- What you have to do -
Look through the entries below and show every line containing the word "forehead".

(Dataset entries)
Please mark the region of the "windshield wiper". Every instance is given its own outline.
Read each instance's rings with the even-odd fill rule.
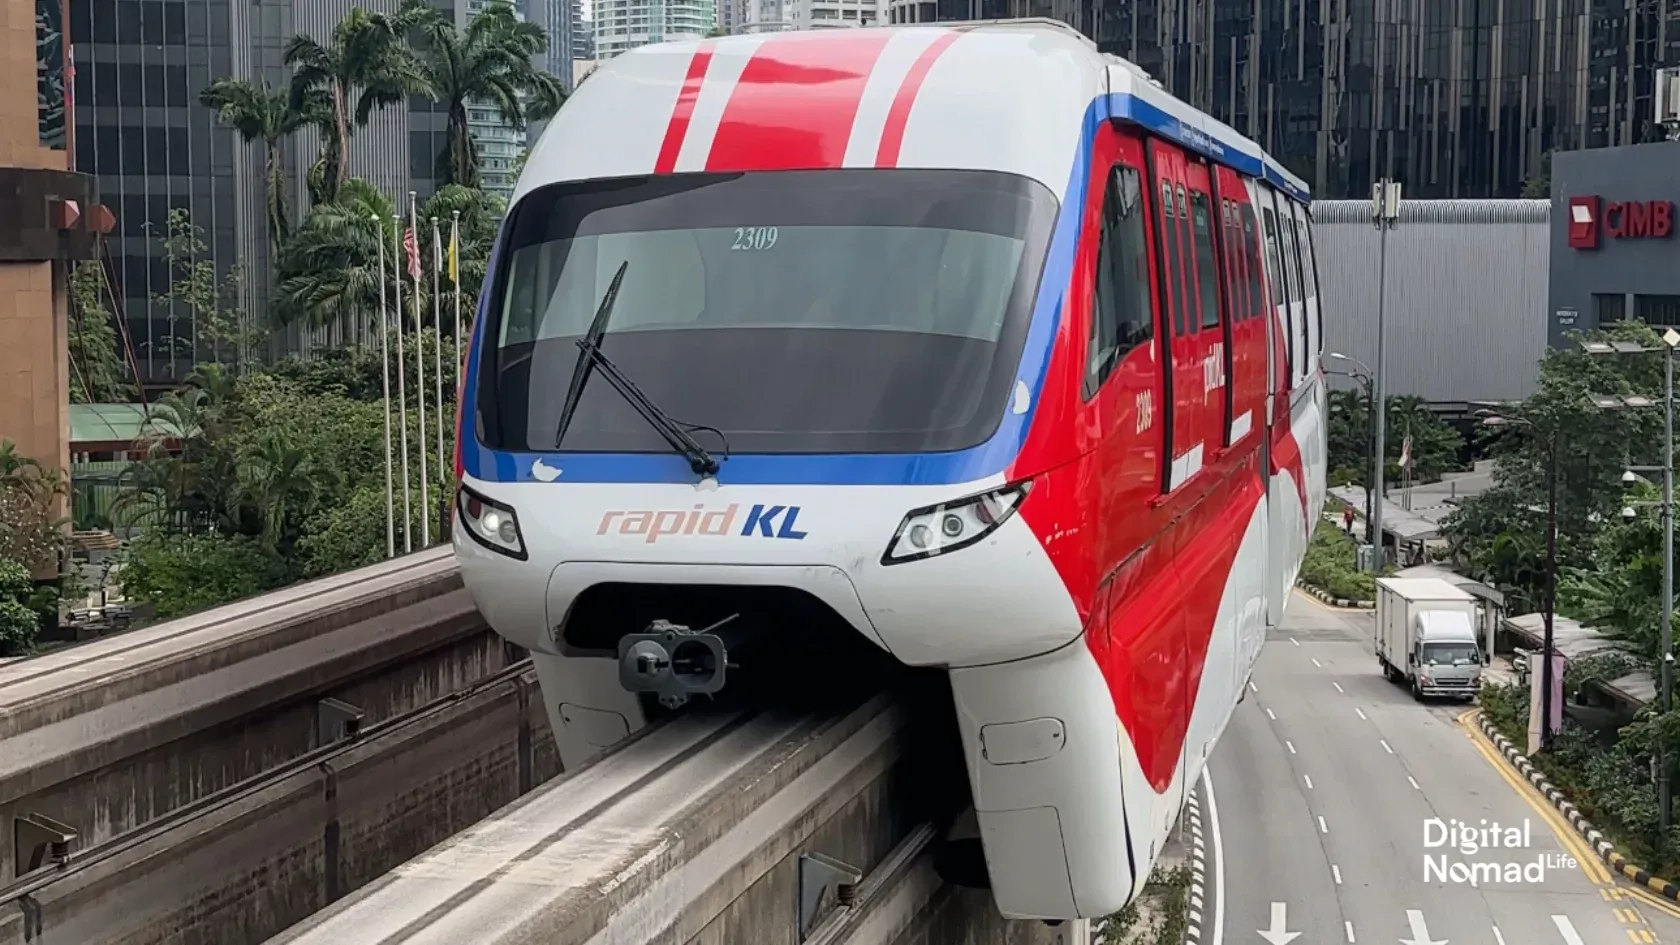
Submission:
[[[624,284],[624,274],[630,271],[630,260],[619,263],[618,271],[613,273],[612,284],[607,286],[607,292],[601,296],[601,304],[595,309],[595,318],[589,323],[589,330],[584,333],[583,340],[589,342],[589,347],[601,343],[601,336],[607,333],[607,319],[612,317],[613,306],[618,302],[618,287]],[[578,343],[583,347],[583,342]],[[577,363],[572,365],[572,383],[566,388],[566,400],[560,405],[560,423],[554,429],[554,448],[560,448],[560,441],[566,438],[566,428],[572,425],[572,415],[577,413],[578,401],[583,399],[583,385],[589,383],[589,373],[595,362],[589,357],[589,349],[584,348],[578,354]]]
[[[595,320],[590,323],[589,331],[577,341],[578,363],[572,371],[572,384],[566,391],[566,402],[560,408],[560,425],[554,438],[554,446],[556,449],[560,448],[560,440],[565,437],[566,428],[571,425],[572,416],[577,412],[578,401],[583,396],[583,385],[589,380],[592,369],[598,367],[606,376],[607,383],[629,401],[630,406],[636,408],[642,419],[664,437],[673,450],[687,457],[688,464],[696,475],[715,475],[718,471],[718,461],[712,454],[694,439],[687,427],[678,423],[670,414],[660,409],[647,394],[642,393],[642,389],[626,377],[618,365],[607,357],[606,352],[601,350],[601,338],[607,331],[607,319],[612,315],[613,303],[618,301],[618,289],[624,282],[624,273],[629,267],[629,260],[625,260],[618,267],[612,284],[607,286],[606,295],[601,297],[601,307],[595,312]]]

...

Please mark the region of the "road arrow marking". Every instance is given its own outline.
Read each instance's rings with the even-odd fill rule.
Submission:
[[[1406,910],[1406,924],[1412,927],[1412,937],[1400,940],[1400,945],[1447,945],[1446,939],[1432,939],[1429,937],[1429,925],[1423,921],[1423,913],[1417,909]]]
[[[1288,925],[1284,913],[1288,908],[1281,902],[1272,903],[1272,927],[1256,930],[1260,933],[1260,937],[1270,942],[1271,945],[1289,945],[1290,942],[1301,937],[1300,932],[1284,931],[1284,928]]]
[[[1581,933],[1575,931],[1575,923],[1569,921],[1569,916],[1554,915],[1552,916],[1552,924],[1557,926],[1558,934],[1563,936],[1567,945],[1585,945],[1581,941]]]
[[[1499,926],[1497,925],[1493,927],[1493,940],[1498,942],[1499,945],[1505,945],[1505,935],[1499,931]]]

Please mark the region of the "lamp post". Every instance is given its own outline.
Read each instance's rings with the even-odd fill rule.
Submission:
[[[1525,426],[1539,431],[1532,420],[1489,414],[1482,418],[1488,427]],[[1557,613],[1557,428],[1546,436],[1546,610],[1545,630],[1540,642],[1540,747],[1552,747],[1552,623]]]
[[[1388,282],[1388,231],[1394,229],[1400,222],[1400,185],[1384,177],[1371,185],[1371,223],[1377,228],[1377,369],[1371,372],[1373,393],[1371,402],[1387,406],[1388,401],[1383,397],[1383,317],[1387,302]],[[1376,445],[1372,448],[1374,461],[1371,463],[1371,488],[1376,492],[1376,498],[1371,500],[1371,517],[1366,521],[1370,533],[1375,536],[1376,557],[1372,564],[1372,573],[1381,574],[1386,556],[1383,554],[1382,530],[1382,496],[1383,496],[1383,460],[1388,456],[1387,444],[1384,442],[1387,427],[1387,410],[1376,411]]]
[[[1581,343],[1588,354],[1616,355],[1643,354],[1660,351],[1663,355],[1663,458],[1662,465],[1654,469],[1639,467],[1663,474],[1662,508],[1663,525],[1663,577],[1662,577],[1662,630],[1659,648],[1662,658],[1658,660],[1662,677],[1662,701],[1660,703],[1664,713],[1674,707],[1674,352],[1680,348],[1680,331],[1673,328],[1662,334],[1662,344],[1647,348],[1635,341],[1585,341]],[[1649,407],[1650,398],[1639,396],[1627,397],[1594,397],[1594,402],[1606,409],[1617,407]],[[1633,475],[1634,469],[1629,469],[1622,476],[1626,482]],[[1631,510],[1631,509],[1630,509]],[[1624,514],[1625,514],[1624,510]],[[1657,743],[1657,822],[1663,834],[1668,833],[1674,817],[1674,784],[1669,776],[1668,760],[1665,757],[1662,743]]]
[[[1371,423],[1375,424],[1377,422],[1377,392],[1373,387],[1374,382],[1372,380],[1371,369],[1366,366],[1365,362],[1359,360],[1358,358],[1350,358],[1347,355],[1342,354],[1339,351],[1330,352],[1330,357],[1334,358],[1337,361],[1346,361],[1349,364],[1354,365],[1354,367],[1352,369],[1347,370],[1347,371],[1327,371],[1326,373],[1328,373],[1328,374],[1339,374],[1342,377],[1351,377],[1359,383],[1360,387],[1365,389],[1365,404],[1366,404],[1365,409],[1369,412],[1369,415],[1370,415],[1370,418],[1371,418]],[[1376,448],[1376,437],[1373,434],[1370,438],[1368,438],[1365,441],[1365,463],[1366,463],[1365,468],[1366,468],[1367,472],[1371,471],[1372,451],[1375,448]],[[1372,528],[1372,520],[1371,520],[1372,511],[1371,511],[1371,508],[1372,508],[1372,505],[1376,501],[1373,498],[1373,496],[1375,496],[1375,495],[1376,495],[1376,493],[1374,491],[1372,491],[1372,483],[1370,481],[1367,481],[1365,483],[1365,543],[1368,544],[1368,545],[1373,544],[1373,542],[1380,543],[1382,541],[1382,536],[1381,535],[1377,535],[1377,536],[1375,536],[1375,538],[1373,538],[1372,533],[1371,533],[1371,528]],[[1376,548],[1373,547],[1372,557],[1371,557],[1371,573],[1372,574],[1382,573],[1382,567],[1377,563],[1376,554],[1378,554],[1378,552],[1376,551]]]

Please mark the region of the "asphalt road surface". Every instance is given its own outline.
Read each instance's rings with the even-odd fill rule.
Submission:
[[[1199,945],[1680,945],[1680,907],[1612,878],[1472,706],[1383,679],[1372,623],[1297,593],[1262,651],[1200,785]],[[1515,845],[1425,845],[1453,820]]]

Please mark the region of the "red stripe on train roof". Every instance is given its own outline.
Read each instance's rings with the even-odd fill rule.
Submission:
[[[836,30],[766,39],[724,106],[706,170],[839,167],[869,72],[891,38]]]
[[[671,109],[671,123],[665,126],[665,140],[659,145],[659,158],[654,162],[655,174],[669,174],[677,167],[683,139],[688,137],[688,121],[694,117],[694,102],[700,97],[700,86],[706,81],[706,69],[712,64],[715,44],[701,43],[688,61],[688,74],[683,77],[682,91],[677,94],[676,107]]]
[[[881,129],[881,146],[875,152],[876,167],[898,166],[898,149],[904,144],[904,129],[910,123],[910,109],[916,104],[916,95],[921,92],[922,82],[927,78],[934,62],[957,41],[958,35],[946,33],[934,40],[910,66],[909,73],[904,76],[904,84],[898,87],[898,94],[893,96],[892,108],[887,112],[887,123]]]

--

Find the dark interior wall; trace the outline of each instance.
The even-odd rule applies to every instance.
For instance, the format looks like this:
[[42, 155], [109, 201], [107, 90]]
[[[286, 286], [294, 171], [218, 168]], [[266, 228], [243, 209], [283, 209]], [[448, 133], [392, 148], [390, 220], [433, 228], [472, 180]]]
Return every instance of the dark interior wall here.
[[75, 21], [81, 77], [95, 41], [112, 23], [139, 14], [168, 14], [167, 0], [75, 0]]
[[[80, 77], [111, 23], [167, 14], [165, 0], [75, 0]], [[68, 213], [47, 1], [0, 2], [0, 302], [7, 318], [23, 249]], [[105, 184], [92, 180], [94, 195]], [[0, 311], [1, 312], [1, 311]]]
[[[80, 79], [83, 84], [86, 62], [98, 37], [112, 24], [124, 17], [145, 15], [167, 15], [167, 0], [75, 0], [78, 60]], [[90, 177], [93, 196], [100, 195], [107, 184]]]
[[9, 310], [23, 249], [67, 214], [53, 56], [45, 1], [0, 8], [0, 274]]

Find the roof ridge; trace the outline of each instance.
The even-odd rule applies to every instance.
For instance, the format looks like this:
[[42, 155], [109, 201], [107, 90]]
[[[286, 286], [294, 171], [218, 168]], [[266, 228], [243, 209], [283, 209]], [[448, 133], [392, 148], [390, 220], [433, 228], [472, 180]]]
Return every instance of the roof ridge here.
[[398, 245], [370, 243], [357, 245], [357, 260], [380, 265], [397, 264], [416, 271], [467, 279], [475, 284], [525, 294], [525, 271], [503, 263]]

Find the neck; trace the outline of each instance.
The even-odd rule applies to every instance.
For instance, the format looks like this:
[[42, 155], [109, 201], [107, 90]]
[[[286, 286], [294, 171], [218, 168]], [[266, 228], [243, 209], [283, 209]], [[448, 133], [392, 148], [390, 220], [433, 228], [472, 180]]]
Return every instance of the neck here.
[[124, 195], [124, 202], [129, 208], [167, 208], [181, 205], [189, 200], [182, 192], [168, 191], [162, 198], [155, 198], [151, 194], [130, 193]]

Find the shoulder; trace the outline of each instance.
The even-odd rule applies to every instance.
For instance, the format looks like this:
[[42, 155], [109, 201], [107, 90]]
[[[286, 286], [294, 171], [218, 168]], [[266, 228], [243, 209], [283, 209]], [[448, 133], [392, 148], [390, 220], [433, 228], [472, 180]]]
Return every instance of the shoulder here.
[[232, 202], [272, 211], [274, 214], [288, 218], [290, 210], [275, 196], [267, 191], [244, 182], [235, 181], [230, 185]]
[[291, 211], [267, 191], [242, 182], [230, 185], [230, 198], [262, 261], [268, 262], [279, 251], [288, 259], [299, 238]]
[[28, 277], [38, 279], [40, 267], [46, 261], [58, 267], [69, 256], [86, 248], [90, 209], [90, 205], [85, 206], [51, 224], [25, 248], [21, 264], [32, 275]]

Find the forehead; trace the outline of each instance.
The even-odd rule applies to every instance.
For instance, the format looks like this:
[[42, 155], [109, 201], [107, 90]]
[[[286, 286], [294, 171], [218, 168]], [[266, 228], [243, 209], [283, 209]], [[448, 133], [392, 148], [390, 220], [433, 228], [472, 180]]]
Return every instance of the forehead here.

- Task answer -
Find the forehead; trace the outline of each instance.
Return every instance of the forehead here.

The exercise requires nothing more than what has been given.